Objective -
Reproduce verbatim the lines of the records below, beginning with the line that contains "For the benchmark, mark every instance of the vintage" and ending with the final line of the records.

====

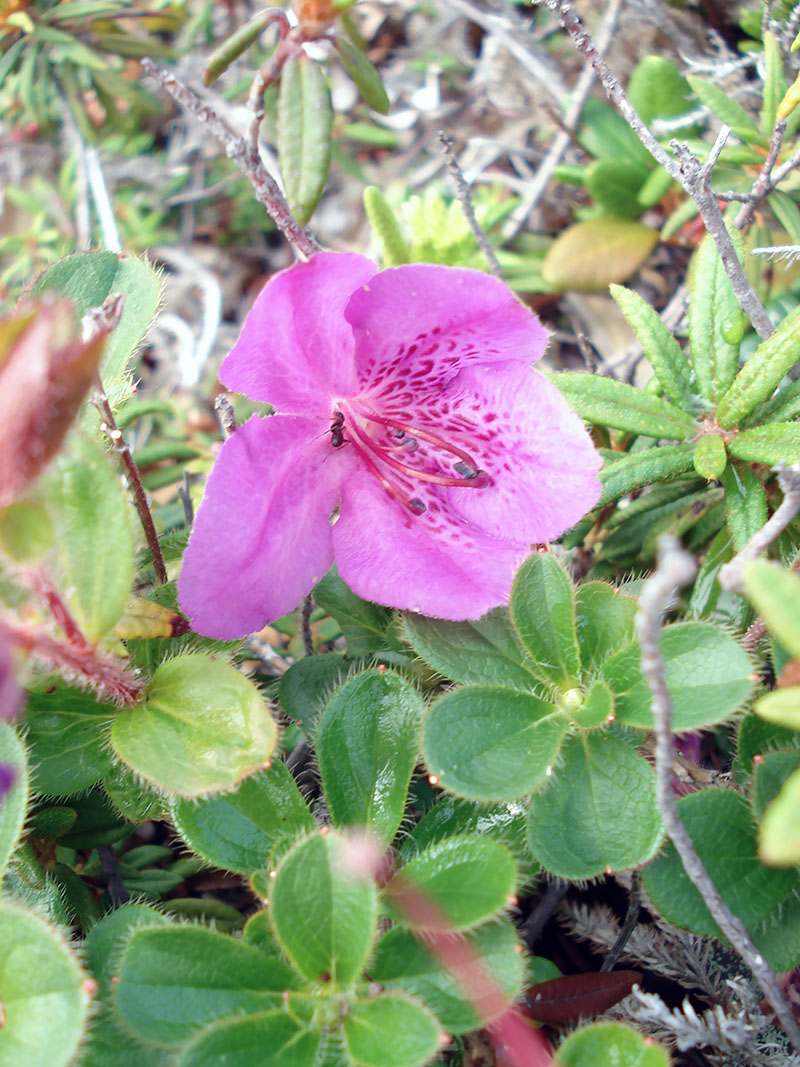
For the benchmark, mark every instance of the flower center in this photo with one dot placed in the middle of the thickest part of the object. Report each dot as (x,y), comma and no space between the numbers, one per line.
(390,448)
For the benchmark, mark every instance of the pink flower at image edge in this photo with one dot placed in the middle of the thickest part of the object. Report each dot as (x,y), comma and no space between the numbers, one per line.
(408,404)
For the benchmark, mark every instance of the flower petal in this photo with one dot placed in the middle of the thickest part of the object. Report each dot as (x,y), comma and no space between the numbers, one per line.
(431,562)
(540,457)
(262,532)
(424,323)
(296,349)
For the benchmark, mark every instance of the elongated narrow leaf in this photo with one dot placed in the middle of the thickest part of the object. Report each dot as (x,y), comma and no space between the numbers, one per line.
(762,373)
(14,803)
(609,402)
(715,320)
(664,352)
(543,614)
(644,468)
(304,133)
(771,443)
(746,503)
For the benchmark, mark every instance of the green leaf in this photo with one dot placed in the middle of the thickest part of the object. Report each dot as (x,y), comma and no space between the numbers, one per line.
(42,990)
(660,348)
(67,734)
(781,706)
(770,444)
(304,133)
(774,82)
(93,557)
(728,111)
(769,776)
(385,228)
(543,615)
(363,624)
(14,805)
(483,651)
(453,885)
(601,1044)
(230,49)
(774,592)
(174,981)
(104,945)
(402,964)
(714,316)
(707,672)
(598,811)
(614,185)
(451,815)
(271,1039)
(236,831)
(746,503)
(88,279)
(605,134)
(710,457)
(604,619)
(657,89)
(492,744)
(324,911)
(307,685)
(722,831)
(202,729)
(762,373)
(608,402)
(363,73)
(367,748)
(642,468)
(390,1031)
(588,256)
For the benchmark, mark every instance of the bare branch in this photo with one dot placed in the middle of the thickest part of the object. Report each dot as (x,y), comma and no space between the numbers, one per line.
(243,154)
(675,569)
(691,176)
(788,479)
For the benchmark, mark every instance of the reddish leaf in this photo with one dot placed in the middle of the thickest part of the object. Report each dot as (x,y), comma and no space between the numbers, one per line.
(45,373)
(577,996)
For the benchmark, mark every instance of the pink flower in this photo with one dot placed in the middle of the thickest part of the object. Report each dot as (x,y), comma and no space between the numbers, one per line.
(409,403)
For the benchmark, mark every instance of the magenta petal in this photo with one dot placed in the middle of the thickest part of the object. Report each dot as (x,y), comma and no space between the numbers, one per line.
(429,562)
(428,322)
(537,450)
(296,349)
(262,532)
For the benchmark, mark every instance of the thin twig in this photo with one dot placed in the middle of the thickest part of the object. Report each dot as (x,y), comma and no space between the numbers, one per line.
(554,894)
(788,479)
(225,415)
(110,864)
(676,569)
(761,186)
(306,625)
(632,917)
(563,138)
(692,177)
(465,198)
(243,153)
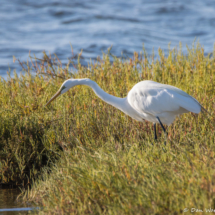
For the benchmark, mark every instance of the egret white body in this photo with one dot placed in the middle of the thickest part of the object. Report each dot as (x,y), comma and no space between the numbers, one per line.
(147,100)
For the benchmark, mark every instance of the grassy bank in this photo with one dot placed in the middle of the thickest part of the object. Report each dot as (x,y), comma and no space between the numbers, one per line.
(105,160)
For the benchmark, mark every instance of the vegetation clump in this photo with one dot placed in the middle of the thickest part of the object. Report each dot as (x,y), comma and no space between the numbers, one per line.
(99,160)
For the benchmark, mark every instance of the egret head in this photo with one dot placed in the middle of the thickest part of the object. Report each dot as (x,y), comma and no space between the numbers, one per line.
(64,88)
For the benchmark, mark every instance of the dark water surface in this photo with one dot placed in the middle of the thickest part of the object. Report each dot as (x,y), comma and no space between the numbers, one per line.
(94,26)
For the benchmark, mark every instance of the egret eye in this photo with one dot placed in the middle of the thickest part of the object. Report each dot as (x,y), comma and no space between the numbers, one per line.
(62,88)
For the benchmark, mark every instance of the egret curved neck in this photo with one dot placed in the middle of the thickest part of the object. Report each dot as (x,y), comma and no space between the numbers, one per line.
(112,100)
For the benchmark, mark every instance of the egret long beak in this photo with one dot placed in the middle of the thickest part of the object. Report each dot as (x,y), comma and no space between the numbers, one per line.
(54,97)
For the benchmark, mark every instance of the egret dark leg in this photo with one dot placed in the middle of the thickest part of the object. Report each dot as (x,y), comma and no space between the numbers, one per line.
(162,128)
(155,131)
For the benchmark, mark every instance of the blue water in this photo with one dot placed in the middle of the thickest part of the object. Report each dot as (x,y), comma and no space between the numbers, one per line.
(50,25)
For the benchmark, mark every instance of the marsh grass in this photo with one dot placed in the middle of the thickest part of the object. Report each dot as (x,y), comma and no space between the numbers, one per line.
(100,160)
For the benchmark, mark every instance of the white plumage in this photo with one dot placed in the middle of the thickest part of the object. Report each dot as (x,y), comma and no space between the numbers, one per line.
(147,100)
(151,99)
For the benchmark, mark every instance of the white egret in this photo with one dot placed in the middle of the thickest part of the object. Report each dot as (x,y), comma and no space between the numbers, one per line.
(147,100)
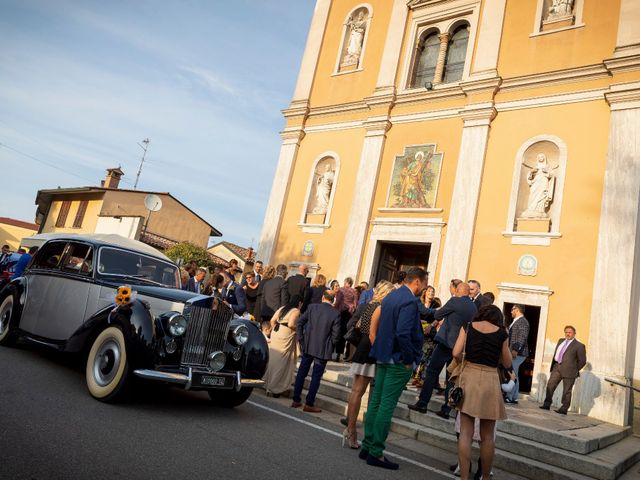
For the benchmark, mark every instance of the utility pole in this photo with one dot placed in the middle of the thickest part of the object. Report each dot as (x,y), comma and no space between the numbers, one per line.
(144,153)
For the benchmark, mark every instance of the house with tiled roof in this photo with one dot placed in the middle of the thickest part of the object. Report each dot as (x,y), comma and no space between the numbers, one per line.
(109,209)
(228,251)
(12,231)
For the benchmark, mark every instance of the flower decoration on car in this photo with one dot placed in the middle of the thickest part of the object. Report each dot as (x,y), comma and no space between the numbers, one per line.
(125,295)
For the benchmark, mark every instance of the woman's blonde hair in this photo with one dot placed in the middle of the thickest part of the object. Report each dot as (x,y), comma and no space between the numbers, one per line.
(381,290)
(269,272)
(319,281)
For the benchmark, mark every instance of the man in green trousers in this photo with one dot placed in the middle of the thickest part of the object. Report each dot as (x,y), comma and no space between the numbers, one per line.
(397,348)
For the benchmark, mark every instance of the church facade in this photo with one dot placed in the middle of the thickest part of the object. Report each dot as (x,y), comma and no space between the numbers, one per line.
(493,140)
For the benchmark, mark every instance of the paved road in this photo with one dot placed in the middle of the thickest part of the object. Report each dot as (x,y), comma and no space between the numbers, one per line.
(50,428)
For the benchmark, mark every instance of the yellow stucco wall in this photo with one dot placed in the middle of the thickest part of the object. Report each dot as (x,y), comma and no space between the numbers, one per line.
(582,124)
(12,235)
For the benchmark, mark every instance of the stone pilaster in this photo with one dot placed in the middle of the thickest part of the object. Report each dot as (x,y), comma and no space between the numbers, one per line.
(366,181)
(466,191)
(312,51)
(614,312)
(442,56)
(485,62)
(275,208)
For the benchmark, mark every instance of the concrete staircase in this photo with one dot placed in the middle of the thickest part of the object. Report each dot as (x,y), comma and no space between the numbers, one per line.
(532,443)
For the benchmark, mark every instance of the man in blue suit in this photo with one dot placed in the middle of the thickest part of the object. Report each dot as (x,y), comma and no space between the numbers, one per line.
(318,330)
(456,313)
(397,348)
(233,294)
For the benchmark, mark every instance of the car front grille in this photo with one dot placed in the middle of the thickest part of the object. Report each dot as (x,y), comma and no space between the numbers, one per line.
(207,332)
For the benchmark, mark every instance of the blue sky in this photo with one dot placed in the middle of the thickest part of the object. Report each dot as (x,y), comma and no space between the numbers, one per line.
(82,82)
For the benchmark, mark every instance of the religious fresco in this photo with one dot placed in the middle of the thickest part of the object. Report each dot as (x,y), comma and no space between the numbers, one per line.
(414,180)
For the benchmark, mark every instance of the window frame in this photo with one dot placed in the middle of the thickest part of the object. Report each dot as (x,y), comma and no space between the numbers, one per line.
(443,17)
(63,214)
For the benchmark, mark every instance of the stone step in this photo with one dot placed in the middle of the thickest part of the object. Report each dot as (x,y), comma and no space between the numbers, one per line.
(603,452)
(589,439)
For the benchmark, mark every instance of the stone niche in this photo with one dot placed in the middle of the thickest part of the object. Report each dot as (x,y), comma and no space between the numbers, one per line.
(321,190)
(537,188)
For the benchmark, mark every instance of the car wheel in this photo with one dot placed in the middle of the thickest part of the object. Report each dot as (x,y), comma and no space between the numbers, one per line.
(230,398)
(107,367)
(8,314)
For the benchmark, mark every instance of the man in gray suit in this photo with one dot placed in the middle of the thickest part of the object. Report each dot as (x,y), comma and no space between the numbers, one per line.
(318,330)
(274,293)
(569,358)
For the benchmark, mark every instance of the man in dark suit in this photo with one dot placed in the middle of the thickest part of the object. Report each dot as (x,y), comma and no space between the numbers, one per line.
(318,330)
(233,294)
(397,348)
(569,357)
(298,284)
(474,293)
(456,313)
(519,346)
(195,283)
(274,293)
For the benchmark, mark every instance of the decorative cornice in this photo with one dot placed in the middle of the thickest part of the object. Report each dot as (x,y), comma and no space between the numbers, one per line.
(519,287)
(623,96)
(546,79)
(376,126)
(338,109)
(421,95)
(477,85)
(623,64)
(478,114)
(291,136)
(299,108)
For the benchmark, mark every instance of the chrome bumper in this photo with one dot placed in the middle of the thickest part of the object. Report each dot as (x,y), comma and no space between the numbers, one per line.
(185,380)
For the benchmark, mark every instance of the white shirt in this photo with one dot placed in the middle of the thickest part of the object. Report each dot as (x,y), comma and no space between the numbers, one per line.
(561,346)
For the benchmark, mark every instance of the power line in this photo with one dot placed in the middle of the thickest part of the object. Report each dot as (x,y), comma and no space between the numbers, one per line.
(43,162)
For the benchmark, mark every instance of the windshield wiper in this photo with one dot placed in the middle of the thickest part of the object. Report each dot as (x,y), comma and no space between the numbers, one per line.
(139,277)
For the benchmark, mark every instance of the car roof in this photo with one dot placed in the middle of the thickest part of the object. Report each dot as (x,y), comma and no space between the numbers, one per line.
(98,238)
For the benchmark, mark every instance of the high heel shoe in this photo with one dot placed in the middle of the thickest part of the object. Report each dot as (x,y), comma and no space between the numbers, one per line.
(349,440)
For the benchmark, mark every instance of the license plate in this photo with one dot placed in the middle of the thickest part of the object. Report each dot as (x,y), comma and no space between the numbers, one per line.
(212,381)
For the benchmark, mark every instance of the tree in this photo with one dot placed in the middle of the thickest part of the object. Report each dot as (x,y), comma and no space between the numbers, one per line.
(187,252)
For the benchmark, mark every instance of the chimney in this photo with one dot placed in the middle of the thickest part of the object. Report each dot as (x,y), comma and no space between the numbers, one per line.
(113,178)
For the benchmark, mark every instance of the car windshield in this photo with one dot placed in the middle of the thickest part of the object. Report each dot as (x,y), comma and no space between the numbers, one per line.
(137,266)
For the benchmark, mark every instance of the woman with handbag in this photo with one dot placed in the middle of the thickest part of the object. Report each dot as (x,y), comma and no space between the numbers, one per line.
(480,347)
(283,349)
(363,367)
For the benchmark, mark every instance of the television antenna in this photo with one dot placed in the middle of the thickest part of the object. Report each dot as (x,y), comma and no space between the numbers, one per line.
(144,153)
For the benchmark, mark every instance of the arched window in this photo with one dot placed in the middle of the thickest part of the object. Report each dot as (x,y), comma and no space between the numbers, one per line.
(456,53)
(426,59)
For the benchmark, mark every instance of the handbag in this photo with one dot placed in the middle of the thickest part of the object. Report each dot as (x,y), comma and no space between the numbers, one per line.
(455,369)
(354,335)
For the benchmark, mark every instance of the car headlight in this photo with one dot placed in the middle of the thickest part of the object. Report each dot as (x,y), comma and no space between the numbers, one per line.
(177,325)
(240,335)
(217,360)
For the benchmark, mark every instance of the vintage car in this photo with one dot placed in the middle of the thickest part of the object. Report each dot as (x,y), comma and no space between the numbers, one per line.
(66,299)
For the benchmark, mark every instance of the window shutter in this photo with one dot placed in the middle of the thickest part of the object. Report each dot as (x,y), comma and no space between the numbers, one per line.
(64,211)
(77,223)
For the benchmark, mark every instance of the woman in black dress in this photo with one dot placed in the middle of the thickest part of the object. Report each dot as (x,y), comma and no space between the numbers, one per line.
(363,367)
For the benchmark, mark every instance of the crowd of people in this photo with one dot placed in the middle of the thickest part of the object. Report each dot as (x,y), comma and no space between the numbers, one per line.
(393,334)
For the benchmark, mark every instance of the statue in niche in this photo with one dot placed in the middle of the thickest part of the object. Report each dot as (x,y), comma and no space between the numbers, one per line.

====

Answer -
For the benchmark, mark every instance of the vintage car in this photo with one dot placed in the middle of the thickest part of the object. Report each dot as (x,y), comma and no space between the numbers, one per line.
(66,299)
For the benchmark, mark every instance of the window shutter in this photo with one dot placed in the middle of the thickest part of the object. Report each dot as (x,y), comma and no space between the numbers, one per line.
(64,211)
(77,223)
For the benchmark, mark every instance of the woman in black dress in this photo with one dot placed in the middle of the thickest part of the object. Report each dot as (x,y), comma and no space between the numbers, one per line.
(363,367)
For the benchmark, mark every instance of the crowd of people in this photo with one dot placed in the middle of the thickest part of the object. Report each dot as (x,y), comma and no space between the numbers, one per line.
(393,334)
For the benchmark, mark every instance of the statue in niche in this photo with one dot placed in the middle of the thickest part of the object. Report each dot as (x,y), comma and no space between the numbers, one per line.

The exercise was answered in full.